__What needs to be done__
Reproduce the listing below line for line, without changing anything.
______________________________
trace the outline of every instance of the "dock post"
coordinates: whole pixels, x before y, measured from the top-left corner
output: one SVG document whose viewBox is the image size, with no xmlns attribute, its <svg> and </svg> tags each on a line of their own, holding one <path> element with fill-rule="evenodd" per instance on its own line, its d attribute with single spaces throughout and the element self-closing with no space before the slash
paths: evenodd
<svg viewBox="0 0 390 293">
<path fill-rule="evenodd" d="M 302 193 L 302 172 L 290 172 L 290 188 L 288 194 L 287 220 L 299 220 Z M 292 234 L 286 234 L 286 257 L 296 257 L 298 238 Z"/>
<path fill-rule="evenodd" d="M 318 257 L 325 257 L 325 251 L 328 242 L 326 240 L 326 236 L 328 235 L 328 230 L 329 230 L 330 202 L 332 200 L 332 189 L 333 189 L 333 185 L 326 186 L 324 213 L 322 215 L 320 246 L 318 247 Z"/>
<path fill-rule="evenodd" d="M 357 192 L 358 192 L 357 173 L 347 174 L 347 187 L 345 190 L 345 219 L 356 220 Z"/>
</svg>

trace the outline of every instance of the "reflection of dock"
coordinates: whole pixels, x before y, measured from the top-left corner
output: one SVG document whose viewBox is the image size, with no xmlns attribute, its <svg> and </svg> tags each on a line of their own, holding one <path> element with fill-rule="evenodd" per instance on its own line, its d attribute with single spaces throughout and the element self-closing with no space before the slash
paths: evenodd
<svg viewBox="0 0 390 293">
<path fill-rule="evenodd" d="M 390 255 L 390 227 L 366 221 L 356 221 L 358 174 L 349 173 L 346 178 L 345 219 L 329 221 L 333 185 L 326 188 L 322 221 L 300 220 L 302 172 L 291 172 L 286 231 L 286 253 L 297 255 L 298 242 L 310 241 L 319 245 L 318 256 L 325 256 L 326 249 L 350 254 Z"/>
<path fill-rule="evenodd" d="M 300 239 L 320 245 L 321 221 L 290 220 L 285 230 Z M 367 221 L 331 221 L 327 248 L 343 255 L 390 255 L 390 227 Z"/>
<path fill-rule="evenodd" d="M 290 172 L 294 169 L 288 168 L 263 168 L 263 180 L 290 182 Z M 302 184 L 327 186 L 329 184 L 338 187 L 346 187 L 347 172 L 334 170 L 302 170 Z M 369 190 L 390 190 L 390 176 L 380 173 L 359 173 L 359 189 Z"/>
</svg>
______________________________
__Answer for this exercise__
trace the outline of every instance of the "dock post"
coordinates: whole pixels, x before y, measured from the top-left corner
output: one SVG document whose viewBox is the image size, with no xmlns attribute, its <svg> and </svg> tags each on a line of their own, holding one <path> element with fill-rule="evenodd" per instance on its own line, its d attribute with single spaces throughout and the element self-closing with no space before the slash
paths: evenodd
<svg viewBox="0 0 390 293">
<path fill-rule="evenodd" d="M 302 193 L 302 172 L 290 172 L 290 188 L 288 194 L 287 220 L 299 220 Z M 292 234 L 286 234 L 286 257 L 296 257 L 298 238 Z"/>
<path fill-rule="evenodd" d="M 318 257 L 325 257 L 325 251 L 328 242 L 326 240 L 326 236 L 328 235 L 328 230 L 329 230 L 330 202 L 332 200 L 332 189 L 333 189 L 333 185 L 326 186 L 324 213 L 322 215 L 320 246 L 318 247 Z"/>
<path fill-rule="evenodd" d="M 357 192 L 358 192 L 357 173 L 347 174 L 347 187 L 345 190 L 345 219 L 356 220 Z"/>
</svg>

trace the outline of every instance of the "reflection of dock"
coordinates: whole pixels, x before y, measured from the top-left corner
output: one SVG document whose viewBox is the image size, with no xmlns attribute, its <svg> and </svg> tags each on a line of their own, holding one <path> element with fill-rule="evenodd" per instance on its own line, its d attribute with single spaces throughout and the element self-closing with no space before the slash
paths: evenodd
<svg viewBox="0 0 390 293">
<path fill-rule="evenodd" d="M 390 255 L 390 227 L 366 221 L 356 221 L 358 174 L 349 173 L 346 178 L 345 219 L 329 221 L 333 185 L 326 188 L 322 221 L 300 220 L 302 172 L 291 172 L 286 231 L 286 253 L 297 255 L 298 242 L 310 241 L 319 245 L 318 256 L 325 256 L 326 249 L 350 254 Z"/>
<path fill-rule="evenodd" d="M 300 239 L 320 245 L 321 221 L 290 220 L 285 230 Z M 367 221 L 331 221 L 327 248 L 343 255 L 390 255 L 390 227 Z"/>
<path fill-rule="evenodd" d="M 290 172 L 294 169 L 288 168 L 263 168 L 263 180 L 290 182 Z M 302 184 L 327 186 L 329 184 L 338 187 L 346 187 L 347 172 L 334 170 L 302 170 Z M 369 190 L 390 190 L 390 176 L 380 173 L 359 173 L 359 189 Z"/>
</svg>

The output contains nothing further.